AIM 1: Could you transcribe the NAV loan text between "Bridge to exits: When" and "fund extension vote.", inclusive?
AIM 2: What uses does the NAV loan text list for NAV finance as a tool for GPs? Give each one.

READING TEXT:
══════

The market was estimated at roughly US$100 billion outstanding globally in 2024. Multiple forecasters expect it to reach US$350 billion by 2030 as private markets AUM grows and holding periods lengthen.
How NAV Loans Work
A NAV loan is extended to a fund vehicle — typically a closed-end buyout, growth equity or infrastructure fund — and secured by a pledge over the fund's equity interests in its portfolio companies. Key structural terms include:
Loan-to-value ratio: Most NAV loans are sized at 10–25% of net asset value, though some transactions extend to 30–40% for high-quality, diversified portfolios. Lenders set the advance rate based on portfolio quality, diversity and liquidity of the underlying assets.
Interest and repayment: NAV loans typically carry floating-rate interest (SOFR or EURIBOR plus a spread) and are repaid from exit proceeds as portfolio companies are sold or recapitalized. Many are structured as revolving facilities or term loans with 2–5 year maturities.
Security structure: The lender takes a pledge over the fund's equity interests in its portfolio companies and, in some transactions, a pledge over the fund's bank accounts. The loan documentation often includes a minimum portfolio value covenant — if NAV falls below a threshold, the borrower must repay or post additional collateral.
Why GPs Use NAV Loans
The primary driver of NAV loan growth is the extended private equity holding environment. As interest rates rose in 2022–24 and the IPO and M&A exit windows narrowed, GPs found themselves holding mature portfolio companies with limited distributions to offer LPs. NAV finance provided a mechanism to:
Manage liquidity for LPs: Rather than selling assets at distressed valuations, a GP can borrow against the portfolio and distribute the proceeds to LPs who need liquidity. This is structurally a recapitalization — returning cash while retaining upside on the underlying business.
Fund follow-on investments: A fund that is fully deployed but still within its investment period can use a NAV loan to fund add-on acquisitions or growth capital into existing portfolio companies without triggering a capital call.
Support portfolio companies: In market stress, NAV loans can be a source of rescue capital — lending to the fund level to support an individual company that needs equity or bridge financing.
Bridge to exits: When a planned exit is delayed by market conditions, a NAV loan can extend the fund's economic life without requiring a formal fund extension vote.

══════

DATASET CONTENT:
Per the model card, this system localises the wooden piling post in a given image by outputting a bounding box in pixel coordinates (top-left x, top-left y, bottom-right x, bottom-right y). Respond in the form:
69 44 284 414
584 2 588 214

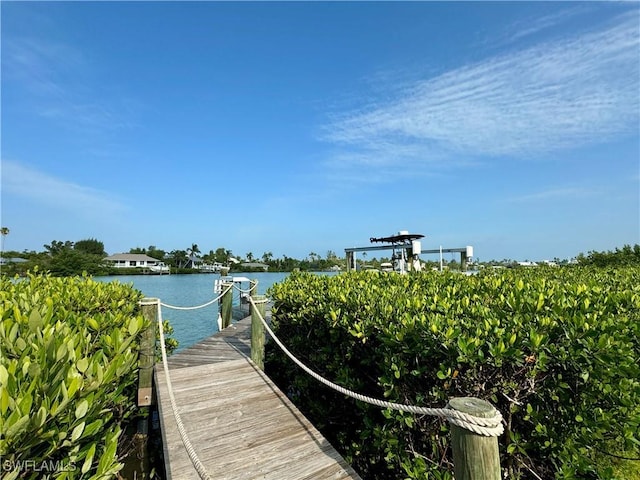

══════

PROBLEM SOLUTION 1:
Bridge to exits: When a planned exit is delayed by market conditions, a NAV loan can extend the fund's economic life without requiring a formal fund extension vote.

PROBLEM SOLUTION 2:
- Manage liquidity for LPs
- Fund follow-on investments
- Support portfolio companies
- Bridge to exits